(Written exercise)
Pull out every line in the records below that contains the string "grassy" and copy each one unchanged.
---------------
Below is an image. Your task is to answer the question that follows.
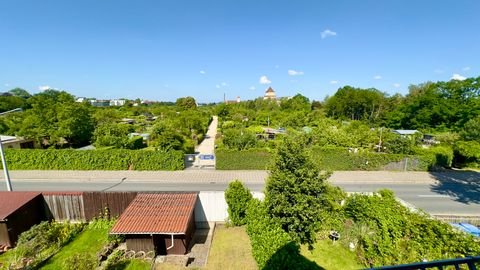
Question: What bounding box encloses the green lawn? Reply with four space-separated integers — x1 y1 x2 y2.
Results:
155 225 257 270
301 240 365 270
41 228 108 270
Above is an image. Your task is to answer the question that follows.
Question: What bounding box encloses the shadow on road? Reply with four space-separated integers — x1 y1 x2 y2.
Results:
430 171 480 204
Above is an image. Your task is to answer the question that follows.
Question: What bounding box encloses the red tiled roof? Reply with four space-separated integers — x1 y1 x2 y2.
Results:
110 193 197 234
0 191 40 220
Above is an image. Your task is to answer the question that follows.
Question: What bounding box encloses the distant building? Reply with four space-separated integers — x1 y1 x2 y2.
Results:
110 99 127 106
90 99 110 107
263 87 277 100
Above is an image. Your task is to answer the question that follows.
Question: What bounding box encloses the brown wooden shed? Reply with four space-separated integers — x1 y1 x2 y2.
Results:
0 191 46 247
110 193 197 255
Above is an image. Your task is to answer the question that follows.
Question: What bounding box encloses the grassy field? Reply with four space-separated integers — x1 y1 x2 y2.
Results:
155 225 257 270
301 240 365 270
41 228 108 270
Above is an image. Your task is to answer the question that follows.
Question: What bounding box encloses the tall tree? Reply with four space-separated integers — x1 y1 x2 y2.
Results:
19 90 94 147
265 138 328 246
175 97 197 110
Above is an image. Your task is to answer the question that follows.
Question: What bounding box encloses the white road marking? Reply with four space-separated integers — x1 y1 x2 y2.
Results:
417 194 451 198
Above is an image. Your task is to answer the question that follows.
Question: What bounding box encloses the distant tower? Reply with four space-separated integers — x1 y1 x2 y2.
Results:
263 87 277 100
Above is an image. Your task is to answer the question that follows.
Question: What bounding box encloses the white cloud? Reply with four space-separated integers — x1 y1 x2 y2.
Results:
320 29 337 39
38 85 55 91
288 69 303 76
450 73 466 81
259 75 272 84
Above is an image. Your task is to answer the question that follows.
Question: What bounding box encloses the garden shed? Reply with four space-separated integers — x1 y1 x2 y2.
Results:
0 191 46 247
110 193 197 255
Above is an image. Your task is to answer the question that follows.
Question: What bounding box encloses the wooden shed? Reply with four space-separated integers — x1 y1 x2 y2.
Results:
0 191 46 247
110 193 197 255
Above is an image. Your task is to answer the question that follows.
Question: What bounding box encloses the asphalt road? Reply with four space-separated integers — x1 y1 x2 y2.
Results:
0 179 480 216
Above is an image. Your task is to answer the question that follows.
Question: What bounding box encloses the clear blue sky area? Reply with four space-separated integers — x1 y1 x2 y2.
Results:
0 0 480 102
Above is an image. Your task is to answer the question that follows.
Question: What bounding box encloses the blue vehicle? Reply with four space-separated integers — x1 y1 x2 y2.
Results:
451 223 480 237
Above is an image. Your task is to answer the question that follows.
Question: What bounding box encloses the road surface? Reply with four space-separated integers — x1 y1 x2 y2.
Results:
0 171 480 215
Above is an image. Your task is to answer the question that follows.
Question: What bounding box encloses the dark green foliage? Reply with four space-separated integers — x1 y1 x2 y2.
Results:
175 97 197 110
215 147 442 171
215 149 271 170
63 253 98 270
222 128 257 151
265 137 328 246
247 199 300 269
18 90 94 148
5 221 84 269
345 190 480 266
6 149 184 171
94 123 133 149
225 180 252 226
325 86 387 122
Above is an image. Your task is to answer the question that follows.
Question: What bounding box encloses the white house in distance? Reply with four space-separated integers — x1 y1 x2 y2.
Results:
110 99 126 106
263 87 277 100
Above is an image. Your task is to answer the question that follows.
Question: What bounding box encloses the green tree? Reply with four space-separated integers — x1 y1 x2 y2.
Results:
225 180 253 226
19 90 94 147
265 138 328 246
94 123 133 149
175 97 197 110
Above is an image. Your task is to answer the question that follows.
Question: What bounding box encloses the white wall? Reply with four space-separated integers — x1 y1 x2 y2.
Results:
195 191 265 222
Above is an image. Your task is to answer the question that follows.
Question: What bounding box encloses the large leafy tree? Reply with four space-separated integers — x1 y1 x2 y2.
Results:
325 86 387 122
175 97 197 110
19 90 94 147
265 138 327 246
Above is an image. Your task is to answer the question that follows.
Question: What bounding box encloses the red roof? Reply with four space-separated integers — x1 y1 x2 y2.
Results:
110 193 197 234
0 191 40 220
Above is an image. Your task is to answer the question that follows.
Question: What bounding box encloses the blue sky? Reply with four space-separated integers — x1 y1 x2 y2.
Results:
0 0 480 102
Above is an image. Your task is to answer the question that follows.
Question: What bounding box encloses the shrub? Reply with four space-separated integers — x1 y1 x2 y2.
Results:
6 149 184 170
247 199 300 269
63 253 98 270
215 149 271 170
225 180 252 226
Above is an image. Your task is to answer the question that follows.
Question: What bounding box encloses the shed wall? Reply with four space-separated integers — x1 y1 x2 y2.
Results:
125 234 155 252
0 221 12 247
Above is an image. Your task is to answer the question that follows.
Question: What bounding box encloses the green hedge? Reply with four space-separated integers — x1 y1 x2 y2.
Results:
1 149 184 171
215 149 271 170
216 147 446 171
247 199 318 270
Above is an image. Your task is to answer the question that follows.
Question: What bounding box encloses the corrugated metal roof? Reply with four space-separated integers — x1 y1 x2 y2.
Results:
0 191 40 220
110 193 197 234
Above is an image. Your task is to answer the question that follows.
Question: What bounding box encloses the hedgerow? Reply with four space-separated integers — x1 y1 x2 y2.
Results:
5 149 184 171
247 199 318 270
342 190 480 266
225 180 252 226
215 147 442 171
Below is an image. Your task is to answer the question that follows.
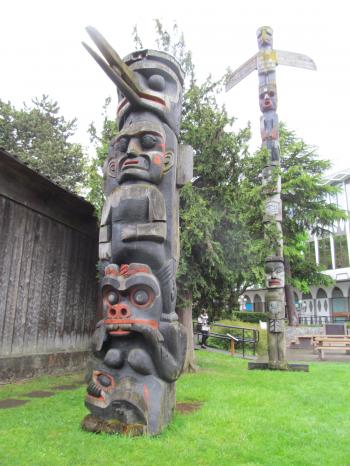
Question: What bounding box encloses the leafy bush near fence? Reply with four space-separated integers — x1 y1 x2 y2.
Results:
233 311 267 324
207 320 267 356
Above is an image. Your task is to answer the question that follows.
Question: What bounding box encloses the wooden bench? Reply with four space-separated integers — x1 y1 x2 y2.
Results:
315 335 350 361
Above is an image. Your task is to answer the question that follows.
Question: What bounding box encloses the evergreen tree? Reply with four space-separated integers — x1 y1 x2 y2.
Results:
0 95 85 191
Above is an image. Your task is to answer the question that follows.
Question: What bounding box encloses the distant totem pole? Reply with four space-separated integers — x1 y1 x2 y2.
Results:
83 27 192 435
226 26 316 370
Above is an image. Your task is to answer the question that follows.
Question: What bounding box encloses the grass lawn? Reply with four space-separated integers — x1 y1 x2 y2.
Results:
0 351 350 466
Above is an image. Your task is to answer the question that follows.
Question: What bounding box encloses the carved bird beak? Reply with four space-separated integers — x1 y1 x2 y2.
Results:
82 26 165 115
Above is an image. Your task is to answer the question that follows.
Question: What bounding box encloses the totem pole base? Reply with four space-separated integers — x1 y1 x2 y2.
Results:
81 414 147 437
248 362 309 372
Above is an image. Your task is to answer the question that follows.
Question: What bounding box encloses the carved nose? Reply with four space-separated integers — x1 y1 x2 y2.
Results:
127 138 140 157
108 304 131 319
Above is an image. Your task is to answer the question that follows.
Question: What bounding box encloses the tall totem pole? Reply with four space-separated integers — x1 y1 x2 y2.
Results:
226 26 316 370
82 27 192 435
---------------
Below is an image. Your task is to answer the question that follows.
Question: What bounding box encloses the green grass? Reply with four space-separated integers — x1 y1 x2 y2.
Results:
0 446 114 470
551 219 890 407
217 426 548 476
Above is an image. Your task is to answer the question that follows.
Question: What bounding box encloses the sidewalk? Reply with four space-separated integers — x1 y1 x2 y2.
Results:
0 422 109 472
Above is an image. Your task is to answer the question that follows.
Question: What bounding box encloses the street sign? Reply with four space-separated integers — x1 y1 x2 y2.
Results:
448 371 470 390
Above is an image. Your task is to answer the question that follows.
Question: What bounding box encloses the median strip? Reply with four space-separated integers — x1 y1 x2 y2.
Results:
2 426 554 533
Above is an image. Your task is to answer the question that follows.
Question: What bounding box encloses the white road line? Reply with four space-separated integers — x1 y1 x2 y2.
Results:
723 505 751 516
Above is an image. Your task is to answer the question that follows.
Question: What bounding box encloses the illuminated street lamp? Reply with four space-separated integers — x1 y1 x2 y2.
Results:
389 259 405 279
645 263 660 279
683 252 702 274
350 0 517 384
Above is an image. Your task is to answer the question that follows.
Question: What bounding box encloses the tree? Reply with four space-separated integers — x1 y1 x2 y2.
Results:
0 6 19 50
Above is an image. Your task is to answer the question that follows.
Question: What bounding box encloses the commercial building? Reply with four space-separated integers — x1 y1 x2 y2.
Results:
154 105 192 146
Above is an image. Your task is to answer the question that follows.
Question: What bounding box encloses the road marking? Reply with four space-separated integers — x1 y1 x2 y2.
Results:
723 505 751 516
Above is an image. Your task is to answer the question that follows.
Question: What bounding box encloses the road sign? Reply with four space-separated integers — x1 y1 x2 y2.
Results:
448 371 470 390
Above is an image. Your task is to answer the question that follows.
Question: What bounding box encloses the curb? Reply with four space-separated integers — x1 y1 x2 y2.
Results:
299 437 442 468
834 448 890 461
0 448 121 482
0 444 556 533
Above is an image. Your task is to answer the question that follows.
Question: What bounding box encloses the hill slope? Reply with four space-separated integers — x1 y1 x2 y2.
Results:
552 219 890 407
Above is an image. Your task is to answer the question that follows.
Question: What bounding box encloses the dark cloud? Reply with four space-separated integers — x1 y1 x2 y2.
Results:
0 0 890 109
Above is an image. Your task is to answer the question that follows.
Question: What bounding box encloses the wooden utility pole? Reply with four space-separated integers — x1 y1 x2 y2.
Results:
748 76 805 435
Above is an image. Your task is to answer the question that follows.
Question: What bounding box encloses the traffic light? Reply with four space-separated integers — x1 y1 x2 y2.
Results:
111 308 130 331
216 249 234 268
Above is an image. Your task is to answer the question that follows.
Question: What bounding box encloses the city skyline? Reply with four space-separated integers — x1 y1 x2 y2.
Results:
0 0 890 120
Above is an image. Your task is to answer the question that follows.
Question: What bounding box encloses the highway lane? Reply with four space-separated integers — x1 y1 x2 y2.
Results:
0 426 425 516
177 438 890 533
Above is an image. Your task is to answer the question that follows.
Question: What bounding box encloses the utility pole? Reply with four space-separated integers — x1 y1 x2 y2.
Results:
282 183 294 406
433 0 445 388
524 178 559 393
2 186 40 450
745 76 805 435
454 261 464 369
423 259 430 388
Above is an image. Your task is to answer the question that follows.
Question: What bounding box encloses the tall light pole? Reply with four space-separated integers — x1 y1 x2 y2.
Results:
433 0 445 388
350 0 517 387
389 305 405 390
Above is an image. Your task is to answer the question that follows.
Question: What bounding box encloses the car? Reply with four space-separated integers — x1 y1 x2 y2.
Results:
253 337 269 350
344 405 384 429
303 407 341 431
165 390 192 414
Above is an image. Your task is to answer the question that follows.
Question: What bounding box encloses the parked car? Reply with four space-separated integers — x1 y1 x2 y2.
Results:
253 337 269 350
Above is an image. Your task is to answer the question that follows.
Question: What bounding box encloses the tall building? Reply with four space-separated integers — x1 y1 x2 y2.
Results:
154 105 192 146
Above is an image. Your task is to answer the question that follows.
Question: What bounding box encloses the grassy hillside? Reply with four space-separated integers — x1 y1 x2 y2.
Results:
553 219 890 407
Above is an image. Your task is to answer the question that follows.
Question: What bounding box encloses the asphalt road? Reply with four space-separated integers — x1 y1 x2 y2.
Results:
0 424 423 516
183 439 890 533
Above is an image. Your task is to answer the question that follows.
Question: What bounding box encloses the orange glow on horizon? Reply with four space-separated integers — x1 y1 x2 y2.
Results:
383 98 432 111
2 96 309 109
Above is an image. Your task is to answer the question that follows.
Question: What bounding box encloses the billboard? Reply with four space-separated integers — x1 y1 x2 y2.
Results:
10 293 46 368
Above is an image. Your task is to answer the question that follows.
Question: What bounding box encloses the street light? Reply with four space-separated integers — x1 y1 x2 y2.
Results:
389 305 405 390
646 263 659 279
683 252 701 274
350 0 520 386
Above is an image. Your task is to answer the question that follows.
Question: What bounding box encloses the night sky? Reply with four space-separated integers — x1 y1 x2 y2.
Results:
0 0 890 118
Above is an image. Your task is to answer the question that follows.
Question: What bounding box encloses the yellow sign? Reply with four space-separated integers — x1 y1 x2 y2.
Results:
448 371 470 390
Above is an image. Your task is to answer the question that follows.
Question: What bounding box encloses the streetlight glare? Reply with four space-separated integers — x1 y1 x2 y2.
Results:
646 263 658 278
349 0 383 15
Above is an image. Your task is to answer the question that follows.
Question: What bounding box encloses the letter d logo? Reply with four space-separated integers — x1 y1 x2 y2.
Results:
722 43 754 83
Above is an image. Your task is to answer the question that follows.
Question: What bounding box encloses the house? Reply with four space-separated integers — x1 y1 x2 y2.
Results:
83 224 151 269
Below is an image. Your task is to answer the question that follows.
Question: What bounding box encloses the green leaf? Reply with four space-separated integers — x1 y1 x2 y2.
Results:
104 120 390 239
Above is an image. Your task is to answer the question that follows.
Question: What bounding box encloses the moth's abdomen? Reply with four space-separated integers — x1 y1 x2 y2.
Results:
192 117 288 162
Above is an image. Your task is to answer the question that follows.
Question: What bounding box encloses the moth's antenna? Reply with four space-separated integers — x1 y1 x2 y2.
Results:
---------------
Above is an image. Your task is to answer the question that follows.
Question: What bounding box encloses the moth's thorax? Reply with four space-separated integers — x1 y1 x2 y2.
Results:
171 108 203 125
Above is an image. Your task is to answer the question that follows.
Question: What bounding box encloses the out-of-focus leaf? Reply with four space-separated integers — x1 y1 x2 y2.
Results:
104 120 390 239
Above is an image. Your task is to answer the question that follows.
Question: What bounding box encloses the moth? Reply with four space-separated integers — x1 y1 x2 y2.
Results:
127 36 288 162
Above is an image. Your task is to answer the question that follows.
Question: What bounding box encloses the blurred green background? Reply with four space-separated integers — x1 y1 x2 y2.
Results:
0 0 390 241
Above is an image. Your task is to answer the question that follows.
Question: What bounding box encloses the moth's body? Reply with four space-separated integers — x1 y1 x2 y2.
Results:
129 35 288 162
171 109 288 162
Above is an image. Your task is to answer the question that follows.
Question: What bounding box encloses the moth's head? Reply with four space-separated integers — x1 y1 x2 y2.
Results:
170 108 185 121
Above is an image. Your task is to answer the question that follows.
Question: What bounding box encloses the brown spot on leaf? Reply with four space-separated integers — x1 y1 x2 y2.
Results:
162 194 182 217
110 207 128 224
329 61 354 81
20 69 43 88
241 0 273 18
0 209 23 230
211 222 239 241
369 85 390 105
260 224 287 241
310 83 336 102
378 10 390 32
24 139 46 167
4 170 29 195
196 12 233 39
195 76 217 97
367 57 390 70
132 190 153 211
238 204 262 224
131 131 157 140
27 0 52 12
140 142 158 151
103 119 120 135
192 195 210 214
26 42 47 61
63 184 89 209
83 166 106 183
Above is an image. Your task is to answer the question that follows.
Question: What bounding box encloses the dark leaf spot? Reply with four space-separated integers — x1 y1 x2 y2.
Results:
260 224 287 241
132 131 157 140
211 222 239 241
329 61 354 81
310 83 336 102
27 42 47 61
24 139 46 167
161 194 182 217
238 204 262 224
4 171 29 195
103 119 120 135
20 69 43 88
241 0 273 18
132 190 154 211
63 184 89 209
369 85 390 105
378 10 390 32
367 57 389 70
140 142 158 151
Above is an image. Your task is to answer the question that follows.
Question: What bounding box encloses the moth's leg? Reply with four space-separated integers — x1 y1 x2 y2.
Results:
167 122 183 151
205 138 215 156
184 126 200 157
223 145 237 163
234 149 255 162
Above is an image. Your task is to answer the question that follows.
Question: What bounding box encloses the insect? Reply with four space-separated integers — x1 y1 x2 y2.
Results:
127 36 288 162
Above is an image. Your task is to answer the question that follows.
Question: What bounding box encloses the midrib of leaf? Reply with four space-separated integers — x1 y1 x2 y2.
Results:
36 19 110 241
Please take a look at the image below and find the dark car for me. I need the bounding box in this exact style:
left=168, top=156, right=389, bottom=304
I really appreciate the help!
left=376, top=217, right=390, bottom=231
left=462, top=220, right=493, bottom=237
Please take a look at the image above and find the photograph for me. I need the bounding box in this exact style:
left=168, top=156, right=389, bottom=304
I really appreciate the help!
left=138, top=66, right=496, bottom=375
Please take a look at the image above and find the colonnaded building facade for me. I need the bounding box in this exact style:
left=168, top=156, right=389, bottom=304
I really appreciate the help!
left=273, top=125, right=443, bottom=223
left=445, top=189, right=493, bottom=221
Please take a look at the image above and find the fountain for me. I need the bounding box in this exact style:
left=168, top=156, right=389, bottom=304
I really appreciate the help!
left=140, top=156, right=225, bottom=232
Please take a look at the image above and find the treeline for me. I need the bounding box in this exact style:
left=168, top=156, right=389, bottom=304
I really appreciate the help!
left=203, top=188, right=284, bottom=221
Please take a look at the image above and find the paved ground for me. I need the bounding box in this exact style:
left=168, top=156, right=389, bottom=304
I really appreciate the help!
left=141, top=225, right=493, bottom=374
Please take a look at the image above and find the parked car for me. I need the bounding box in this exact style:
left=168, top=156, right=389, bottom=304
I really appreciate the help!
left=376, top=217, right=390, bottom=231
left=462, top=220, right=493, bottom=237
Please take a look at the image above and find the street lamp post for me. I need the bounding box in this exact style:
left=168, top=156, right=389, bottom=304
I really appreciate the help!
---------------
(Problem solution)
Question: What bounding box encloses the grassy field? Reply with four space-separated integers — x1 y1 x2 y2.
Question: What bounding box encloses the grassy hillside? Reply with four space-separated integers — x1 y1 x2 y2.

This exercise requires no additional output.